WRITTEN INSTRUCTION:
Write out all of the data without omission, exactly as shown.

»»

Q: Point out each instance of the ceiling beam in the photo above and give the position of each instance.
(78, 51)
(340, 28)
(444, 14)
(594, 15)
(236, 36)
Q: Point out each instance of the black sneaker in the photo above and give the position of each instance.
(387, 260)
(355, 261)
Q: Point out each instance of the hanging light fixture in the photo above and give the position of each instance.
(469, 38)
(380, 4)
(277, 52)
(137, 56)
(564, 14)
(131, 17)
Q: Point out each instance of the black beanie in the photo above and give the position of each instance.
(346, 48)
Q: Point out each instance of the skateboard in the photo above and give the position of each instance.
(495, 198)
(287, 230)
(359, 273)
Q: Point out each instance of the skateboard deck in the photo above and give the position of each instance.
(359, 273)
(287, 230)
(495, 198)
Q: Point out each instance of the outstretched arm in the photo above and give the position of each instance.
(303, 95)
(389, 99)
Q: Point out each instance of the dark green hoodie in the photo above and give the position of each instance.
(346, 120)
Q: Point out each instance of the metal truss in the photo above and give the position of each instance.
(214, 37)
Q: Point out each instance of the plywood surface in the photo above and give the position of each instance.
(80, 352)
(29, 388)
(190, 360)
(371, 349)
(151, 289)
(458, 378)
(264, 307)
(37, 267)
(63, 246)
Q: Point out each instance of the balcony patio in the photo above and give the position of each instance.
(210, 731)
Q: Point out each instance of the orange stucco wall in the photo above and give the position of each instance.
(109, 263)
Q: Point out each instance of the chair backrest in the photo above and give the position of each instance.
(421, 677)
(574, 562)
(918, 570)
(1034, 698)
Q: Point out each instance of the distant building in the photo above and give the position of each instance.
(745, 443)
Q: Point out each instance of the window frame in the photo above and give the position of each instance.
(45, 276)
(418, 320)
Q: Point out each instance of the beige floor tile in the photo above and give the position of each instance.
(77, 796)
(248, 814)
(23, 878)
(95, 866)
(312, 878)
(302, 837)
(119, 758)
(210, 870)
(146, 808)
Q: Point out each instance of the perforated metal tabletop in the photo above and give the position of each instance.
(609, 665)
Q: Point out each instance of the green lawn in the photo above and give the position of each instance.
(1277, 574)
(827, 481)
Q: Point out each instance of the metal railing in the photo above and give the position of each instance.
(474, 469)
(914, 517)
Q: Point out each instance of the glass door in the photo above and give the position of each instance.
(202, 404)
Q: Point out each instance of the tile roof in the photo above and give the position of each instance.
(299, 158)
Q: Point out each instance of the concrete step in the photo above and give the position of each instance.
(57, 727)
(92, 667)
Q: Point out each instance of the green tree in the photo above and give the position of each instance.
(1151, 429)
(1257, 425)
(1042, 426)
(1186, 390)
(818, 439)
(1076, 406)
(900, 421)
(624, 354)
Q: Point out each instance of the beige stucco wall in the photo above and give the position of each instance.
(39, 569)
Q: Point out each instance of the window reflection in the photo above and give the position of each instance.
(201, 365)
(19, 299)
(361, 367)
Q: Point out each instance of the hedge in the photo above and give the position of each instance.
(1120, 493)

««

IN RESPONSE:
Q: Point out each instance of the ceiling beam in the photo above and give the position of each instance.
(78, 51)
(340, 28)
(444, 14)
(594, 15)
(236, 36)
Q: Point out each instance of the black sneaker in the photo above and give the position of each instance.
(387, 260)
(355, 261)
Q: Point out each instance of the hanging light fixture in the photo above and give the position of each instance.
(469, 38)
(380, 4)
(277, 52)
(137, 56)
(564, 14)
(131, 17)
Q: Point out each instance of the black beanie in the photo above and give the position of each instance.
(346, 48)
Q: Point out each instance of the skateboard in the photo above and give the position of each instance.
(495, 198)
(287, 230)
(359, 273)
Q: Point out each instance of the skateboard deck in the photo above and give the position of each instance.
(359, 273)
(287, 230)
(495, 198)
Q: Point out each instance of the outstretched arm in the photo above and give the position of each instance.
(303, 95)
(389, 99)
Q: Point out each instance of the dark green hoodie in the photo above and give the position of each instance.
(346, 120)
Q: Point out each instance of the metal truss in the photo above and give the position of each instance.
(214, 37)
Q: Point out each instance of the plywood surface in the photo above and give the position of each instance.
(80, 352)
(29, 388)
(190, 360)
(371, 349)
(151, 289)
(458, 378)
(264, 307)
(37, 267)
(63, 246)
Q: Point out each instance of the balcony patio in the photo above and give the position of each instance.
(210, 731)
Q: Point out each instance of the orange stucco wall in the photo above and give the position of each instance.
(109, 263)
Q: Point out each instance of the chair backrest in the photo above and give the position of each instance.
(421, 677)
(574, 562)
(918, 570)
(1034, 698)
Q: Point out each instance of the distant building in the photo above and give the position of each instance.
(745, 443)
Q: Point out each instance of the window frame in the photo above and give the position of each instance.
(45, 276)
(418, 320)
Q: Point out each instance of the beige floor tile in the photo above and give the position of each instance.
(77, 796)
(248, 814)
(23, 878)
(95, 866)
(312, 878)
(302, 837)
(119, 758)
(210, 870)
(146, 808)
Q: Point out each instance of the perforated metal tabletop in the photo above and give the position of each instance.
(609, 665)
Q: Point out each instance of the green lawn in the photo above and give the position of each instance.
(1277, 574)
(827, 481)
Q: Point out each instance of the metal railing in the photo above and give the position of each instance.
(474, 469)
(914, 517)
Q: Point out each instance of the glass door in the photo above and give the position of each instance.
(202, 404)
Q: Point out each instance of the tile roof in the photo above and give the position of each instance.
(299, 158)
Q: Point out each instance of the concrete step in the photo above and give the position of each instance.
(57, 727)
(92, 667)
Q: Point out each instance of the green tree in the photo above and give the position of each instance.
(1151, 429)
(1257, 425)
(1042, 426)
(1186, 390)
(818, 439)
(1076, 406)
(900, 421)
(624, 354)
Q: Point out each instance of the beige stucco wall in the photo above and give the position of each instance.
(39, 569)
Q: Point out each instance of the window reflection in the photo above and give the position of each instance.
(201, 365)
(19, 299)
(361, 367)
Q: Point out each instance of the hedge in the photo above and give the position of each instance.
(1120, 493)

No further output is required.